◆ **Aim of the exercise**
All that should appear is the run of lines from the one containing "</instance>" through the end of the records, each repeated exactly.
_ _ _ _
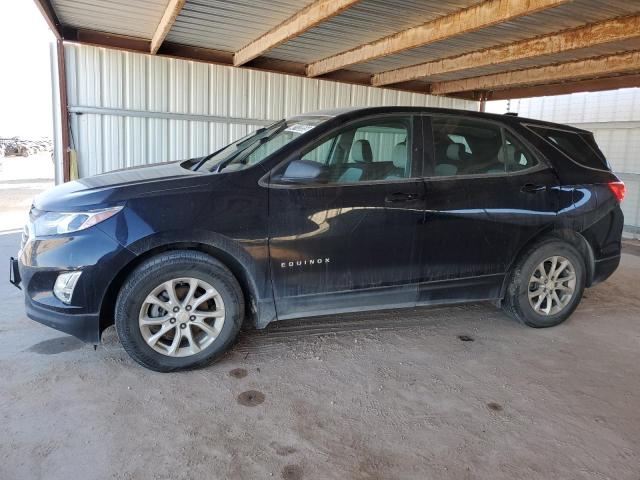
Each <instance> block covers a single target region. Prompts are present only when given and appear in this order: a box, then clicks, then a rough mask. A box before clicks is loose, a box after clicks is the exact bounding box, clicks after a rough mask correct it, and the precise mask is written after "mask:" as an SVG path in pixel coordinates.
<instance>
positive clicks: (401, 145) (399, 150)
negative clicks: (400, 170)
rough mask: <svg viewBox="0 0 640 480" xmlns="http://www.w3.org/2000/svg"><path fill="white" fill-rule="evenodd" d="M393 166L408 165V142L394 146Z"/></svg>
mask: <svg viewBox="0 0 640 480" xmlns="http://www.w3.org/2000/svg"><path fill="white" fill-rule="evenodd" d="M392 160H393V166H394V167H396V168H402V169H404V168H405V167H406V166H407V142H406V141H404V142H400V143H398V144H397V145H396V146H395V147H393V154H392Z"/></svg>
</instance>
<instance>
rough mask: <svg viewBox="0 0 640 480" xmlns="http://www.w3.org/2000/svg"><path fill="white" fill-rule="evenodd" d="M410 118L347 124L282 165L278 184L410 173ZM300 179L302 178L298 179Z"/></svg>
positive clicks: (370, 176)
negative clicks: (280, 183) (331, 135)
mask: <svg viewBox="0 0 640 480" xmlns="http://www.w3.org/2000/svg"><path fill="white" fill-rule="evenodd" d="M411 140H412V139H411V117H392V118H389V117H387V118H382V119H371V120H368V121H364V122H360V123H358V124H356V125H352V126H348V127H346V128H344V129H341V130H339V131H338V132H336V133H334V134H333V135H332V136H331V137H330V138H328V139H324V140H322V141H321V142H320V143H318V144H315V145H314V146H312V147H311V148H309V149H308V150H307V151H306V152H304V153H303V154H302V155H301V156H300V159H299V160H298V159H297V160H295V161H292V162H288V163H287V164H285V165H283V166H281V167H279V168H278V169H277V171H276V172H274V174H273V175H272V181H276V182H277V183H305V184H313V183H323V184H346V183H358V182H369V181H379V180H389V181H393V180H397V179H403V178H409V177H410V176H411ZM296 180H299V181H296Z"/></svg>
_ _ _ _
◆ **Answer box**
</instance>
<instance>
rough mask: <svg viewBox="0 0 640 480" xmlns="http://www.w3.org/2000/svg"><path fill="white" fill-rule="evenodd" d="M410 118L347 124L282 165L278 184L410 173ZM300 179L302 178L298 179Z"/></svg>
positive clicks: (370, 176)
negative clicks: (280, 183) (331, 135)
mask: <svg viewBox="0 0 640 480" xmlns="http://www.w3.org/2000/svg"><path fill="white" fill-rule="evenodd" d="M411 140H412V139H411V117H392V118H389V117H387V118H382V119H371V120H368V121H364V122H360V123H358V124H356V125H352V126H348V127H346V128H344V129H341V130H339V131H338V132H336V133H334V134H333V135H332V136H331V137H330V138H328V139H324V140H322V141H321V142H320V143H318V144H315V145H314V146H312V147H311V148H309V149H308V150H307V151H306V152H304V153H303V154H302V155H301V156H300V159H299V160H298V159H297V160H295V161H292V162H288V163H287V164H285V165H283V166H281V167H279V168H278V169H277V171H276V172H274V174H273V175H272V181H276V182H277V183H305V184H313V183H323V184H346V183H358V182H369V181H379V180H389V181H393V180H397V179H403V178H409V177H410V176H411ZM296 180H299V181H296Z"/></svg>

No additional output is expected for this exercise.